## RAW RECORDS
:::
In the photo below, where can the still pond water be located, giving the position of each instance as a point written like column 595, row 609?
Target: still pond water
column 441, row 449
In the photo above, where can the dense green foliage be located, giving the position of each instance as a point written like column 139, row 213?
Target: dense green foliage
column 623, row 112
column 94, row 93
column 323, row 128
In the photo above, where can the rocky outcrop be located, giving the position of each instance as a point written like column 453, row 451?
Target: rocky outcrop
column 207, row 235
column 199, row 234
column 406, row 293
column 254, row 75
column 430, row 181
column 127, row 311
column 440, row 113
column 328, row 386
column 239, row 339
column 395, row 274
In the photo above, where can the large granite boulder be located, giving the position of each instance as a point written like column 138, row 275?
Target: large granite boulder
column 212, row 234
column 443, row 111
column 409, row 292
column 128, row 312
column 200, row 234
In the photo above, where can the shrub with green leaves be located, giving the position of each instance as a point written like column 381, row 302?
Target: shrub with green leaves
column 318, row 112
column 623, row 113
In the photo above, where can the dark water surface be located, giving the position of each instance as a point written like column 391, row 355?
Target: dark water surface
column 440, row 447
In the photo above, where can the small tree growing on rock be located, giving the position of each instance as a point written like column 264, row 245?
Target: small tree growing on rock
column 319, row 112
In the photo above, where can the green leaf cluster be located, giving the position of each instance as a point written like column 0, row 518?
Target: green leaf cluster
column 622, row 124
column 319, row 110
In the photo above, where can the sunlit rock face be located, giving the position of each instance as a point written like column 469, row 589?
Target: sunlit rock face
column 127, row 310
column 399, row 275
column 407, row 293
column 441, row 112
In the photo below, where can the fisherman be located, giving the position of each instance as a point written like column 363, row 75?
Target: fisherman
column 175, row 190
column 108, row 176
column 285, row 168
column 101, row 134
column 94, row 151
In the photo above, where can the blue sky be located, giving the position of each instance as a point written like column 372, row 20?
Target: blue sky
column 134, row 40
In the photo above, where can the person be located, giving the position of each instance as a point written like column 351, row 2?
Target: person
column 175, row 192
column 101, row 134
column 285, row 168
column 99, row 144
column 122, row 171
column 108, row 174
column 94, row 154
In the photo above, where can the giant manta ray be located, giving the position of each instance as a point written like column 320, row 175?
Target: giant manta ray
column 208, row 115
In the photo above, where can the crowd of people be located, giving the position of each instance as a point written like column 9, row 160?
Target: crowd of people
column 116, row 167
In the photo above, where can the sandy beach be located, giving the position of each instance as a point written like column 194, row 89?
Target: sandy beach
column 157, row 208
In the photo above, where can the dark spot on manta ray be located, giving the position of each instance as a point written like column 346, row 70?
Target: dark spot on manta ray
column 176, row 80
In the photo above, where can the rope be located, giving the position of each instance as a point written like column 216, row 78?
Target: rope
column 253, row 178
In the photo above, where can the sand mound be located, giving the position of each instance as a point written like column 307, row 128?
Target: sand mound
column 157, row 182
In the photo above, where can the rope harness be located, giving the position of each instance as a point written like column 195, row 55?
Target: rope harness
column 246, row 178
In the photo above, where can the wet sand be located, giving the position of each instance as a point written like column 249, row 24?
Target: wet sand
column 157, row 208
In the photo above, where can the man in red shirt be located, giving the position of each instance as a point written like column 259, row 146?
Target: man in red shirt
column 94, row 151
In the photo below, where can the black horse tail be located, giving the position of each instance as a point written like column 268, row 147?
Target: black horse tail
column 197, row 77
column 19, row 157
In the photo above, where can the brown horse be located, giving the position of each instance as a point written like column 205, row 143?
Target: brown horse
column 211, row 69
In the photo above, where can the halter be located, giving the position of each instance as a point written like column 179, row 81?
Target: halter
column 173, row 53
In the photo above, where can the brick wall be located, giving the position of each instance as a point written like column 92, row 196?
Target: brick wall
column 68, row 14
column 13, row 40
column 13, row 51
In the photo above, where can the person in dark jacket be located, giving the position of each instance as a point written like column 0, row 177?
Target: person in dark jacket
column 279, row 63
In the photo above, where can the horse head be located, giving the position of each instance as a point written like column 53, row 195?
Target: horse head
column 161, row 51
:::
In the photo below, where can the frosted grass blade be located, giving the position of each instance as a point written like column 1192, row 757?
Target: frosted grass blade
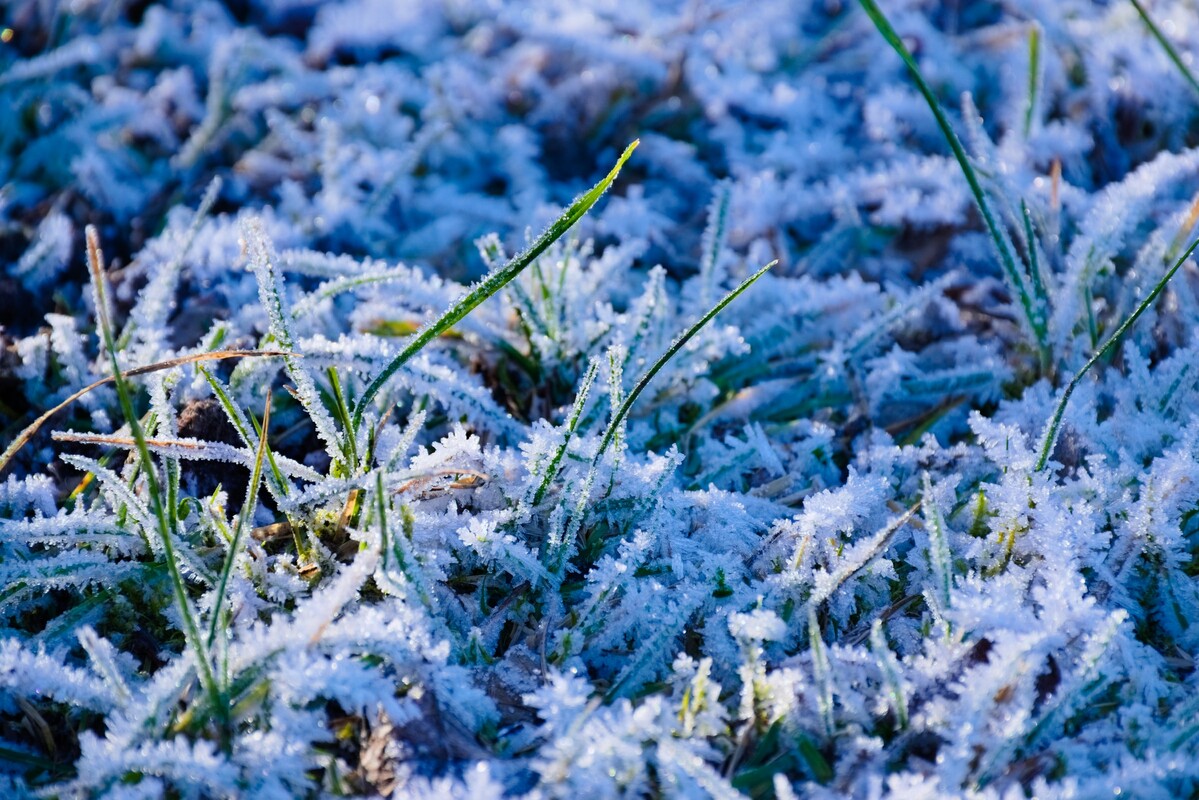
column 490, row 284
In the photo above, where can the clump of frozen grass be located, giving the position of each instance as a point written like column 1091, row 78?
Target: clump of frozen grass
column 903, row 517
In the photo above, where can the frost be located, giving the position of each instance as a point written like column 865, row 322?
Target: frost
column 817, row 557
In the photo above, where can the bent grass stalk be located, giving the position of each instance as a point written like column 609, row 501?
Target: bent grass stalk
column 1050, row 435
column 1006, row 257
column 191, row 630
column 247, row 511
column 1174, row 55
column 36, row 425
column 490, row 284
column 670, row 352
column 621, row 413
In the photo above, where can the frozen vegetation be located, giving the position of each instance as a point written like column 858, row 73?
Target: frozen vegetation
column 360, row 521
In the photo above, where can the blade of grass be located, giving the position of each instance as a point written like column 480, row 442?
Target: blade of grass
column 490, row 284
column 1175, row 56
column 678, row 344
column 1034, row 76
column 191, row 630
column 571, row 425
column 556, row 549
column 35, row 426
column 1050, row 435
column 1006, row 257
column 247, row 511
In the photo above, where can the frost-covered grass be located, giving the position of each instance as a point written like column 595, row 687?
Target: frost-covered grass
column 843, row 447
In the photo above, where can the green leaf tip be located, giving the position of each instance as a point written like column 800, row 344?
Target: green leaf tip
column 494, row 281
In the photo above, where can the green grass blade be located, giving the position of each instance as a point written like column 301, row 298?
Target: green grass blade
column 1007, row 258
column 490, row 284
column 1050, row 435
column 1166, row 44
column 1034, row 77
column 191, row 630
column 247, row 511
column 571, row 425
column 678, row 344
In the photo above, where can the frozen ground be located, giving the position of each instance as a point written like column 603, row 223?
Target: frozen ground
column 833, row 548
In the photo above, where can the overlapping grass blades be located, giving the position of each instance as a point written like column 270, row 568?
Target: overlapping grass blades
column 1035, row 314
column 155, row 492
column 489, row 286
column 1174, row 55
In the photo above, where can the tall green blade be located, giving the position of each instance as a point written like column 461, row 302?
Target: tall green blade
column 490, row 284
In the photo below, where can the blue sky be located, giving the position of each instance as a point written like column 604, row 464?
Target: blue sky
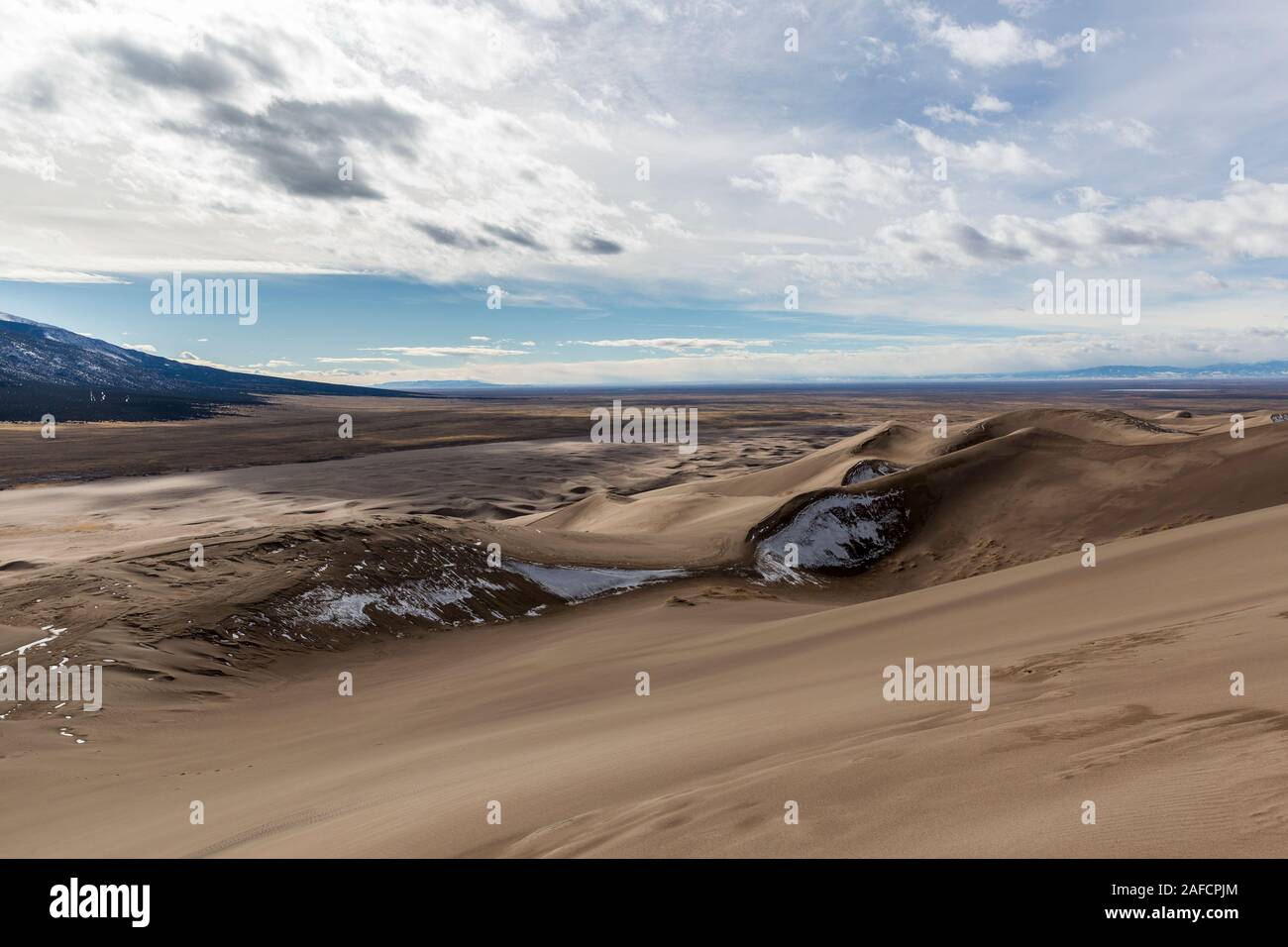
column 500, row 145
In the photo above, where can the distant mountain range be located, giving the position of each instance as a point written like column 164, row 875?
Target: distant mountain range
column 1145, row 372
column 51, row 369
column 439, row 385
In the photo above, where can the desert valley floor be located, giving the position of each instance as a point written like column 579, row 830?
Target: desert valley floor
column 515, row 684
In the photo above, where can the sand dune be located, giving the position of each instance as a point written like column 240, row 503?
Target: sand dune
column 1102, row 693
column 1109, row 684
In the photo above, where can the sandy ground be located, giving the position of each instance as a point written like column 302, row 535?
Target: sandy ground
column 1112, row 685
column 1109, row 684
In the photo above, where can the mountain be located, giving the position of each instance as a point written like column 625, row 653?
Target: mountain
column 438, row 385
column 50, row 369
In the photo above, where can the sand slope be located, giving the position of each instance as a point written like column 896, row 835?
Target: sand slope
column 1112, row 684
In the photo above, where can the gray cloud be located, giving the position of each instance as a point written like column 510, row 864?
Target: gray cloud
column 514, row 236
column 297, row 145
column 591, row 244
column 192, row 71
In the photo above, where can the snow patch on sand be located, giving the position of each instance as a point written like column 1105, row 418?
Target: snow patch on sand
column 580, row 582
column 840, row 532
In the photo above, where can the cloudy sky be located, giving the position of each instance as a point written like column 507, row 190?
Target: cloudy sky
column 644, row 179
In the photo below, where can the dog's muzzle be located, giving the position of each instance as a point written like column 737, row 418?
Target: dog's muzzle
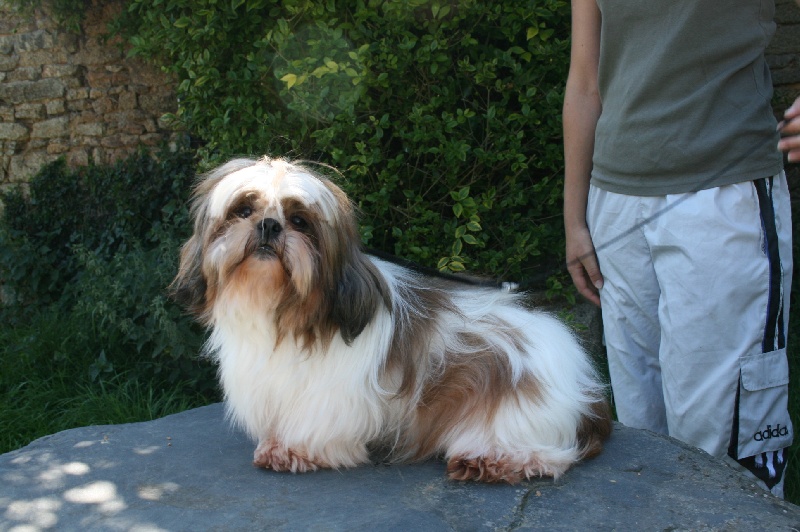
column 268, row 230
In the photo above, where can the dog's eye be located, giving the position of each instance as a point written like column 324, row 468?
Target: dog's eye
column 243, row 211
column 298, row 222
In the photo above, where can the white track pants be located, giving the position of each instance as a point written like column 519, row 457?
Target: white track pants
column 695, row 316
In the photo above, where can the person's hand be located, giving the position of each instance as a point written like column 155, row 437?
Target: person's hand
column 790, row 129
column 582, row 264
:::
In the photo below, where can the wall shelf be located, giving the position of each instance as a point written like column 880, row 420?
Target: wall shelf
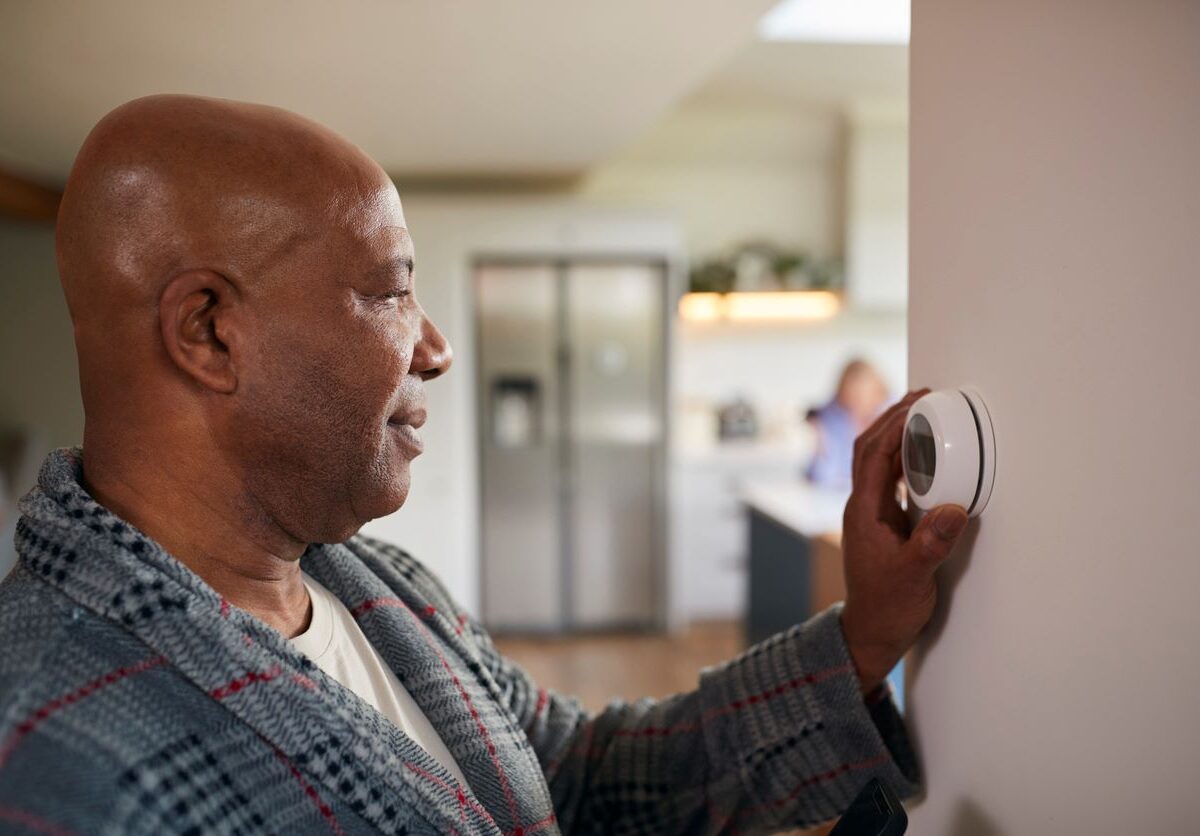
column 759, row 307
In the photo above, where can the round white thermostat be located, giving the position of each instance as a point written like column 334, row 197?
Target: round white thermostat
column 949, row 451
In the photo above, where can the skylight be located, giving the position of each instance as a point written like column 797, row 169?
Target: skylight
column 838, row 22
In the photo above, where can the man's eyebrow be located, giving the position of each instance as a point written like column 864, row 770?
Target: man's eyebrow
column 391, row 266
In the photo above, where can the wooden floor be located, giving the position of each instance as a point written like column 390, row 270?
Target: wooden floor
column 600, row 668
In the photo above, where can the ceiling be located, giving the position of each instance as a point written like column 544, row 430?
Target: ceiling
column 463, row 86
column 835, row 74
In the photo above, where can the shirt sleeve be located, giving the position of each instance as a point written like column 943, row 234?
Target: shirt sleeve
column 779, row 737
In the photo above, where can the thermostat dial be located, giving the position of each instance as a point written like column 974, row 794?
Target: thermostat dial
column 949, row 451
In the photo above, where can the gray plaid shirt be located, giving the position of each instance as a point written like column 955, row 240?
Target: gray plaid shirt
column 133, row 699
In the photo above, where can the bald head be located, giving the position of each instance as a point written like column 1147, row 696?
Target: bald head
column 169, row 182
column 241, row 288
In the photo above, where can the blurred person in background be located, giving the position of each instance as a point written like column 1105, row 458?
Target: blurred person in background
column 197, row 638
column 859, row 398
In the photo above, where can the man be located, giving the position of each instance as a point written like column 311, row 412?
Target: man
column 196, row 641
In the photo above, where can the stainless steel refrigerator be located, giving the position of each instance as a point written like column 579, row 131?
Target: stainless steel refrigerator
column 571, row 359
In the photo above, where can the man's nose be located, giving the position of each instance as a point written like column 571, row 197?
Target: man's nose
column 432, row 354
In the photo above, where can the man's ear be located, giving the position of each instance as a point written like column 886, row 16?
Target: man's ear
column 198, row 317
:::
## WHAT IS NEEDED
State how many of the lines above contain the word "clump". Reply with the number alone.

## SOLUTION TO THE EXERCISE
2